Action item
Nothing in the entries should be altered. Write them out in full.

Source material
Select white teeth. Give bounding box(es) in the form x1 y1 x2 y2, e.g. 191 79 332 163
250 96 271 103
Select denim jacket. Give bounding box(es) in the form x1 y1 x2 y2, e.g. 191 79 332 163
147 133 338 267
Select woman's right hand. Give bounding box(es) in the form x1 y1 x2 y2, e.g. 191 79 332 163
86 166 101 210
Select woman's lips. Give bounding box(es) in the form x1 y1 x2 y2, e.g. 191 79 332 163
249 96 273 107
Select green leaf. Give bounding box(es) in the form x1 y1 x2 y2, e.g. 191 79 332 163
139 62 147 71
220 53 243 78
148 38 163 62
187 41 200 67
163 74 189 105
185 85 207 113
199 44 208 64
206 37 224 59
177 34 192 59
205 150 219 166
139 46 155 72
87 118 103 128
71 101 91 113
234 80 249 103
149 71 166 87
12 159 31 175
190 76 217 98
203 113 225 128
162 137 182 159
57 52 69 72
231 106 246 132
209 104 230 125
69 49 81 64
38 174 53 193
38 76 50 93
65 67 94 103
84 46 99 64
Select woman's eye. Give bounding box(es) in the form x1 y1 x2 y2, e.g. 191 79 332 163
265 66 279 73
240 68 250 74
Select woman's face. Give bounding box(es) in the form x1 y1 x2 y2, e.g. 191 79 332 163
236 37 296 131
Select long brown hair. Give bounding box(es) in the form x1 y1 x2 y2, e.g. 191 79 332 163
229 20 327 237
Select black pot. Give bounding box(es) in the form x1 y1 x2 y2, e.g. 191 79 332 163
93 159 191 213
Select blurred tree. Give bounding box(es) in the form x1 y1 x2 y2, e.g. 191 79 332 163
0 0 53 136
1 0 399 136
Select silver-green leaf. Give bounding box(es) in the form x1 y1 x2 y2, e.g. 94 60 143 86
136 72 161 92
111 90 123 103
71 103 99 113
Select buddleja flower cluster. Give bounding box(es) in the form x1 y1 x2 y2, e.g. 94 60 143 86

Worked solution
Select white teeth. Give bounding box(es) in the form x1 y1 x2 y2, e.g. 191 79 332 163
250 96 271 103
Select denim jacket. Give bounding box(es) in the form x1 y1 x2 y2, e.g. 191 79 332 163
147 133 338 267
Select woman's right hand. Give bounding box(es) in the form x1 y1 x2 y2, e.g. 191 79 332 163
86 166 101 210
Select woman's lips. Give bounding box(es) in the form x1 y1 x2 y2, e.g. 191 79 332 163
249 96 273 107
Select green leaf. Give bounding box(es) in the form x1 y1 x2 y2, e.g. 191 79 332 163
139 62 147 71
220 53 243 78
148 38 163 62
187 41 200 67
163 74 189 105
185 85 207 113
199 44 208 64
206 37 224 59
177 34 192 59
205 150 219 166
139 46 155 72
87 118 103 128
71 101 91 113
234 80 249 103
149 71 166 87
12 159 31 175
190 76 217 98
203 113 225 128
162 137 182 159
57 52 69 72
231 106 246 132
209 104 230 125
69 49 81 64
38 174 53 193
38 76 50 93
65 67 94 103
84 46 99 64
Select woman's eye. Give bounding box(es) in the form x1 y1 x2 y2, e.g. 191 79 332 163
265 66 279 73
240 68 250 74
Select woman's face. Give bounding box(es) in the form x1 y1 x2 y2, e.g. 191 79 332 163
236 37 296 131
Select long brown hair. Give bounding box(es) in the form x1 y1 x2 y2, e.g. 191 79 332 163
229 20 327 237
Select black pot. Give bounding box(es) in the form x1 y1 x2 y2, e.g. 191 79 332 163
93 159 191 213
Select blurred tree. Give bounding box(es) in the form x1 y1 x2 y2, e.g. 191 79 332 163
0 0 53 136
1 0 399 136
Select silver-green leaf. Give bounding box(es) in the form x1 y1 x2 y2, e.g. 94 60 143 86
136 72 161 92
111 90 123 103
71 103 99 113
Select buddleja flower cluster. Give bounding box(es) in the form x1 y1 x2 y2, e.g. 94 60 143 86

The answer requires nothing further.